→ DIRECTION:
Restate the lines from the one holding "[Batch spec] Target class: boy in black" through the one holding "240, 186, 246]]", inclusive, substituting "concrete step" for "stone step" and leaving all else unchanged.

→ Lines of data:
## BEGIN
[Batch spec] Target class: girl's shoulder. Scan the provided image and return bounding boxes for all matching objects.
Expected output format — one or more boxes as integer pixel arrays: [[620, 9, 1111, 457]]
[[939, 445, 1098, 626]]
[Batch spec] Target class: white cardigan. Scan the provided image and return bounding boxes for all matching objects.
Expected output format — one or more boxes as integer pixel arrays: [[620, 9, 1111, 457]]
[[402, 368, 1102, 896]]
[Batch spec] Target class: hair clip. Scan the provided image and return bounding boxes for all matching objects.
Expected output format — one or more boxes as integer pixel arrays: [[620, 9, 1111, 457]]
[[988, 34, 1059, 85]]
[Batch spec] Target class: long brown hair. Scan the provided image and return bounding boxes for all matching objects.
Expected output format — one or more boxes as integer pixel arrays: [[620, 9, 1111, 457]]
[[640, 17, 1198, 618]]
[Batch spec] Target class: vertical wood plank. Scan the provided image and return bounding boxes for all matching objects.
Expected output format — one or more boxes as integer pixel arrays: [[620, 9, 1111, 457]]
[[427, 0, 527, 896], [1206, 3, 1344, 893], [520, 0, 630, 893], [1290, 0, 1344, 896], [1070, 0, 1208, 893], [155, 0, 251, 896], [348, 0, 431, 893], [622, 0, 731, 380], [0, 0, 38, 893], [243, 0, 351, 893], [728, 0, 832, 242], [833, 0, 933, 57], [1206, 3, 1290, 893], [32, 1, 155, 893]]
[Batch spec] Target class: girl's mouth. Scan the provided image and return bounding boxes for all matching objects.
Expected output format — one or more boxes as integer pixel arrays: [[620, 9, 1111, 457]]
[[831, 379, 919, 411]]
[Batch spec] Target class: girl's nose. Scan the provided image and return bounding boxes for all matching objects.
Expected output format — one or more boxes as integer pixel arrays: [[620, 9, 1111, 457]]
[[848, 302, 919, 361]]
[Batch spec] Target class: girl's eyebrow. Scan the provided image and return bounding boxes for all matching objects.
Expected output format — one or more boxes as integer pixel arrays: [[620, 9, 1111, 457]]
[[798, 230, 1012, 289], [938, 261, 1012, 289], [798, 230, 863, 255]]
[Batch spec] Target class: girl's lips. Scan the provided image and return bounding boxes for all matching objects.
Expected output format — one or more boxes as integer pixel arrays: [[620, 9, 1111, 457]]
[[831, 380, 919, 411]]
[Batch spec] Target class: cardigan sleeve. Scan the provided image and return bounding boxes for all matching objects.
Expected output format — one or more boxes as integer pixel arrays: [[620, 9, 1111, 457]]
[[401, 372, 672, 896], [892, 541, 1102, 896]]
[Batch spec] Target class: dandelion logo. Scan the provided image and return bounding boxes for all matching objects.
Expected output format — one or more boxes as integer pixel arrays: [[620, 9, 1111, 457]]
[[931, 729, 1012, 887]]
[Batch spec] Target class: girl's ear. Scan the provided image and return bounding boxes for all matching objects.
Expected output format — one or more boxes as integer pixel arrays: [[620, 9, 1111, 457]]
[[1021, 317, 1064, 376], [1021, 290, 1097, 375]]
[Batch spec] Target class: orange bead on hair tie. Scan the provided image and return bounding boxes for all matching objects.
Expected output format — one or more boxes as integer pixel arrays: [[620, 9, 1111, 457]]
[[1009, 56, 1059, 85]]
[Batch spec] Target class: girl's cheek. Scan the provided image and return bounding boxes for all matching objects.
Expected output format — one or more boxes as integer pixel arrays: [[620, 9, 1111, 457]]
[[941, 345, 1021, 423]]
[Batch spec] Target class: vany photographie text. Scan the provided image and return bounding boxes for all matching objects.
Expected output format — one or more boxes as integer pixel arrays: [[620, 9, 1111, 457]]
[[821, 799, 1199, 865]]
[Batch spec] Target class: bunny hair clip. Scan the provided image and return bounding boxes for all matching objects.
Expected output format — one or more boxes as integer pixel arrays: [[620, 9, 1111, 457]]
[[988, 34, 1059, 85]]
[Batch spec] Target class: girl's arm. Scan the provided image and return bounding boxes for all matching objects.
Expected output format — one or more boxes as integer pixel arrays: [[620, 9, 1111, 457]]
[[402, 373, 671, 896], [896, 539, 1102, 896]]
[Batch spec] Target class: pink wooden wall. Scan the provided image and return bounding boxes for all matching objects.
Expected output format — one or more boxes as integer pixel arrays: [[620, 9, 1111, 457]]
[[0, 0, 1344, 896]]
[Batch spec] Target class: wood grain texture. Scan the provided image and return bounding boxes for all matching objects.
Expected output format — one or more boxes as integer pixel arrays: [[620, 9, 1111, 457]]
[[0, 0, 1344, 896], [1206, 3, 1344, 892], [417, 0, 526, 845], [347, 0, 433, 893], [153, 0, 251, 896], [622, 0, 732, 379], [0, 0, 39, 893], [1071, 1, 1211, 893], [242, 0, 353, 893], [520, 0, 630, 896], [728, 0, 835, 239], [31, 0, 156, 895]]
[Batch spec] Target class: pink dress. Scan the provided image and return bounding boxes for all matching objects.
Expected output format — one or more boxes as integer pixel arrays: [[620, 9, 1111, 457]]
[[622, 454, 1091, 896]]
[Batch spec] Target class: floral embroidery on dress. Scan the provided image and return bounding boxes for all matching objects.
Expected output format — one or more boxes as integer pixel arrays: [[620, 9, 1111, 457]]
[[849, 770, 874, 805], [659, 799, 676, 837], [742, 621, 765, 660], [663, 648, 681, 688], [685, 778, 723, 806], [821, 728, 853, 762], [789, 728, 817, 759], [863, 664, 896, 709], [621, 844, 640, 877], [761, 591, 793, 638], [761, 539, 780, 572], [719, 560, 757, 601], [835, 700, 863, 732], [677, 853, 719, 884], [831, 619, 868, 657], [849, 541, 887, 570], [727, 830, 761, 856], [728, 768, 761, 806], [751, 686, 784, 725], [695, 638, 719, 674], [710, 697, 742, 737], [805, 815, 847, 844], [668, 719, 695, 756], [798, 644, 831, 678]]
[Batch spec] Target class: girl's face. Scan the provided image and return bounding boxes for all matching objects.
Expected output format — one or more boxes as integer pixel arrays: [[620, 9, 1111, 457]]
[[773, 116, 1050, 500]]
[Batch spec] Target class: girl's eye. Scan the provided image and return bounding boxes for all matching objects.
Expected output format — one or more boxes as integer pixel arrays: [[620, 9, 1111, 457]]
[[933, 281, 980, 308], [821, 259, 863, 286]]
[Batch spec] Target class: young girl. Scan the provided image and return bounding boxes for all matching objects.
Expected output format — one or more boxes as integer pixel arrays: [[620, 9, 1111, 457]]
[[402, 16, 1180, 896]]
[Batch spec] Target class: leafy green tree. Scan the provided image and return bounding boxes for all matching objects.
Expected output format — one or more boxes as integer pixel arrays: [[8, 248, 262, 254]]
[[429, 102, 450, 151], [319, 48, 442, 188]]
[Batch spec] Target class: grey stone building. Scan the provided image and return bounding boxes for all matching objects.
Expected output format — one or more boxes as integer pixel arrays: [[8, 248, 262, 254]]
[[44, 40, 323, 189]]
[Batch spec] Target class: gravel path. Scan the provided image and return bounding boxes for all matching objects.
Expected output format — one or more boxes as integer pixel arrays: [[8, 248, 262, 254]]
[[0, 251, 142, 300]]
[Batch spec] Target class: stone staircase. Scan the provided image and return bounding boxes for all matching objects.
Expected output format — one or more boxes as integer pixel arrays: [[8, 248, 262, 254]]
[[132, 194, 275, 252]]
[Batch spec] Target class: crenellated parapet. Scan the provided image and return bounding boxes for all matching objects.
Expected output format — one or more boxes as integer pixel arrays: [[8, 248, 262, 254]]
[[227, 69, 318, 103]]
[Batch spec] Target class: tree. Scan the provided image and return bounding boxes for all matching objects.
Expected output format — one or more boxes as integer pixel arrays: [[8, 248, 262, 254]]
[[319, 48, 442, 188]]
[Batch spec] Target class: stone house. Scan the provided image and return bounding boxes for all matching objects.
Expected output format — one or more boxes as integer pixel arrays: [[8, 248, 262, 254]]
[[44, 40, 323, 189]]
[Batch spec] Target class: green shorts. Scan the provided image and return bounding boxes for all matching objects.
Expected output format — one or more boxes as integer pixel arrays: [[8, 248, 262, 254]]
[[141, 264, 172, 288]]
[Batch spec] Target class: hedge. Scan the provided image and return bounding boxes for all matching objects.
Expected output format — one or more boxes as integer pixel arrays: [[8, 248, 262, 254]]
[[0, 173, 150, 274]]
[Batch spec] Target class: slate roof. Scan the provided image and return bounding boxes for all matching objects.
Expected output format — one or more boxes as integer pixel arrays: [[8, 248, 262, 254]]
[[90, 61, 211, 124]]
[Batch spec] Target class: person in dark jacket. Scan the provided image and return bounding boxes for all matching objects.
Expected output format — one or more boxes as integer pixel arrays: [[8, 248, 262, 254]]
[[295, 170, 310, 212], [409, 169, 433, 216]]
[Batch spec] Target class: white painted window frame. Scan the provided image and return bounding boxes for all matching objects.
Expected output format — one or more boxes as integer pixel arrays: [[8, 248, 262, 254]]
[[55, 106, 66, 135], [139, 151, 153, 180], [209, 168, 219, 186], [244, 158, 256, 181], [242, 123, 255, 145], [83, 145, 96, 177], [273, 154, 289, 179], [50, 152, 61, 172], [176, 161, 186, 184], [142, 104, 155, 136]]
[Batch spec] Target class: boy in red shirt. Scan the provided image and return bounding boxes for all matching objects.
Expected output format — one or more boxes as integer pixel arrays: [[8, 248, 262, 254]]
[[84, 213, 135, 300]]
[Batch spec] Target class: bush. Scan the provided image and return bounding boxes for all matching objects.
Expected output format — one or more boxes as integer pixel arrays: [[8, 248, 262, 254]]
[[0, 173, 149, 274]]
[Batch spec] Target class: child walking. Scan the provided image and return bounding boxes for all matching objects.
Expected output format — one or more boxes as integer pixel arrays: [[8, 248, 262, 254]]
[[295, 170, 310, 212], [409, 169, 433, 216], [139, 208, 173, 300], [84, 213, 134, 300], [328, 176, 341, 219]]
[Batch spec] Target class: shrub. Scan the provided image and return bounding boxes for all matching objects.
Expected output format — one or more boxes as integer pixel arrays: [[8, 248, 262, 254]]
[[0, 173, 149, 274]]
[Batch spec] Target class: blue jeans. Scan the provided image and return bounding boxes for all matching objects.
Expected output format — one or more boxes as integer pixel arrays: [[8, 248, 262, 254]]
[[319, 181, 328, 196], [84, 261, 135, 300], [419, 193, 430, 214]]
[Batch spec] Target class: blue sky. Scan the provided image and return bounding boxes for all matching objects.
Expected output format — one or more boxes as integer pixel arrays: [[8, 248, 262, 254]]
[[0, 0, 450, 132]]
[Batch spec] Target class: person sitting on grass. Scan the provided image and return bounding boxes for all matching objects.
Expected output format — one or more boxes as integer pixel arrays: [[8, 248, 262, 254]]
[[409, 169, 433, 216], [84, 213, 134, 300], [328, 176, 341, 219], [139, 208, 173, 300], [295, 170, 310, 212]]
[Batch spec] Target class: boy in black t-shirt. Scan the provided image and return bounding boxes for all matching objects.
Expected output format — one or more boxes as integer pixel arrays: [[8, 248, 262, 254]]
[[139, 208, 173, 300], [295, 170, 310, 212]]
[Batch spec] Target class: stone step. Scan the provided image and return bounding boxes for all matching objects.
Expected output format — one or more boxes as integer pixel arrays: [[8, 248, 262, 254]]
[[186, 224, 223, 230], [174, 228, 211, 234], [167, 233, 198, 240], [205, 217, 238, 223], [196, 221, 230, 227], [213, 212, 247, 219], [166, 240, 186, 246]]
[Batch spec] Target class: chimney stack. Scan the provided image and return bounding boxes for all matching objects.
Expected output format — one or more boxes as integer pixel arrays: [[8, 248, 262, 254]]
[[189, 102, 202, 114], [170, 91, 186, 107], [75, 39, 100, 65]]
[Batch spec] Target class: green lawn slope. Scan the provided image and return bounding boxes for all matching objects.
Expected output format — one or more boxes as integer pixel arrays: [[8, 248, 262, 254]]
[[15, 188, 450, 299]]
## END
→ WRITTEN SOLUTION:
[Batch spec] Target class: boy in black t-shirt. Scan the provided image and return bounding boxes for all matching objects.
Expected output format — one or more boxes as integer pixel arrays: [[8, 248, 262, 254]]
[[139, 208, 173, 300], [295, 170, 310, 212]]
[Batch spec] Target class: concrete step. Scan the provided image and return bounding boxes for all matching objects.
Expected output format — one or more boxes as integer pixel arrays: [[8, 248, 262, 254]]
[[186, 224, 223, 230], [174, 228, 211, 234], [167, 233, 198, 240], [205, 217, 238, 223], [196, 221, 230, 227], [213, 212, 247, 219], [166, 240, 186, 246]]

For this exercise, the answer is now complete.